● **INSTRUCTIONS TO FOLLOW**
In the listing below, change every "Report" to "Give" and leave the rest as it is.

Point labeling dataset excerpts:
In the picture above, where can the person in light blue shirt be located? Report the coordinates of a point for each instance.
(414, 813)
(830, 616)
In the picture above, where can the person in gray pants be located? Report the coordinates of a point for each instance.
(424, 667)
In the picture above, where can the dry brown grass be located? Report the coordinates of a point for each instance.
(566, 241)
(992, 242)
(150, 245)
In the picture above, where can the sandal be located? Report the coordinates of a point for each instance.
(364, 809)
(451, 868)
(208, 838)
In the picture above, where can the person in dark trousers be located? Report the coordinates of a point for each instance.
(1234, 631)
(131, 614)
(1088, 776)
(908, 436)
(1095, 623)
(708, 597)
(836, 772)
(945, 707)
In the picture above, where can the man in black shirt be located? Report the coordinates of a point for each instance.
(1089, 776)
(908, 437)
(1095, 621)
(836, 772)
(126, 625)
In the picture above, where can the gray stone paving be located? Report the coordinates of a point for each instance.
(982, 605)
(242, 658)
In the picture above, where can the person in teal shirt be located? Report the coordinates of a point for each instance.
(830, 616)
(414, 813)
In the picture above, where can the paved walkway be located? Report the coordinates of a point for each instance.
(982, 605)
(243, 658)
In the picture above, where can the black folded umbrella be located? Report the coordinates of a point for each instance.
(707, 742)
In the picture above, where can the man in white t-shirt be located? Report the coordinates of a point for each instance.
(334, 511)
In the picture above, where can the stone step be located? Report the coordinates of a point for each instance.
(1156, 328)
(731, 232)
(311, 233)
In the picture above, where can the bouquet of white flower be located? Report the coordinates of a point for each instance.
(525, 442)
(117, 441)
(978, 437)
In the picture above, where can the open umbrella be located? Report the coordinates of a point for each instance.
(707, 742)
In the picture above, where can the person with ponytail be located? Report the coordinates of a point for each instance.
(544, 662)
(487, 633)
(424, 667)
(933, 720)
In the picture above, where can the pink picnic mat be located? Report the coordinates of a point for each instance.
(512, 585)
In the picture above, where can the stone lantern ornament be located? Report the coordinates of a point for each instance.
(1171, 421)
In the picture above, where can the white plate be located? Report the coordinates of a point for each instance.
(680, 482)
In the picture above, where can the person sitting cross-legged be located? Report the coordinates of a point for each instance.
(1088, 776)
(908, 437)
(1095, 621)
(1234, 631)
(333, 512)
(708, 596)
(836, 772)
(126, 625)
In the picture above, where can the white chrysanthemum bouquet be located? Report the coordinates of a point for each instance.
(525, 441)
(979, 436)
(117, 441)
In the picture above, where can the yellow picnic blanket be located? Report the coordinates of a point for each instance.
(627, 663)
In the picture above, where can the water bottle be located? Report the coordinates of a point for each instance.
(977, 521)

● **TASK RESULT**
In the picture above, where can the person in light blue shirt be located? Give the coordinates of a point for each instance.
(414, 813)
(830, 616)
In the picture above, where can the person in gray pants be located? Give the coordinates of a point for each instance.
(424, 667)
In the picture above, where can the dry brown grass be located? Give the coordinates of a point for each instance.
(566, 241)
(992, 242)
(150, 245)
In the picture above, where can the sandal be located? Give the coordinates of a point for each instance.
(364, 809)
(451, 868)
(208, 838)
In the picture above, where can the person in dark trousers be located? Give the coordinates of a point for each instance.
(1234, 631)
(131, 614)
(1088, 776)
(908, 436)
(1095, 623)
(708, 597)
(836, 772)
(945, 707)
In the picture above, where can the man in black shirt be located? Give the coordinates of a point for each instance.
(1089, 776)
(908, 437)
(1095, 621)
(836, 772)
(126, 625)
In the picture above, where can the gray stone paving be located? Give the coordinates of a point for each instance.
(982, 605)
(242, 658)
In the picture above, where can the person in teal shirt be located? Give the coordinates of a point for each instance.
(830, 616)
(414, 813)
In the picture above, where can the paved walkway be located? Give the coordinates of a point for each instance.
(982, 605)
(243, 658)
In the picture above, where can the black folded umbrella be located? Give the coordinates of a point for each instance.
(707, 742)
In the picture above, where can the man in white t-shirt be located? Give the coordinates of a point for each instance.
(334, 511)
In the picture above, where can the stone step be located? Give the coordinates of a point for each instance.
(1156, 328)
(731, 232)
(311, 233)
In the picture above, where can the bouquet of white flower be located? Give the coordinates of a point for each instance.
(525, 442)
(117, 441)
(978, 437)
In the picture above, where can the open umbrella be located? Give the coordinates of a point for each instance.
(707, 742)
In the picture above, where can the person with ponytail be located? Give the coordinates of a point for each instance.
(544, 662)
(487, 633)
(424, 667)
(933, 720)
In the picture above, where can the pink picnic mat be located? Give the coordinates of a point for each instance.
(512, 585)
In the picture above, where can the stone lantern ornament be located? Give the coordinates of a point for each instance.
(1171, 421)
In the picture above, where can the white plate be located? Give the coordinates of a point for each instance.
(680, 482)
In the picture above, where can the person sitting cross-legged be located? Give the coordinates of a point for each instance.
(1088, 776)
(908, 437)
(1095, 621)
(1234, 631)
(333, 512)
(708, 596)
(836, 772)
(126, 625)
In the picture above, where can the white chrysanthemum bouquet be located? Give the coordinates of a point for each instance.
(525, 441)
(979, 436)
(117, 441)
In the picture above, where can the yellow picnic blanket be located? Give the coordinates of a point for each instance.
(627, 663)
In the picture above, where can the water bottle be located? Give the coordinates of a point for each instance.
(977, 521)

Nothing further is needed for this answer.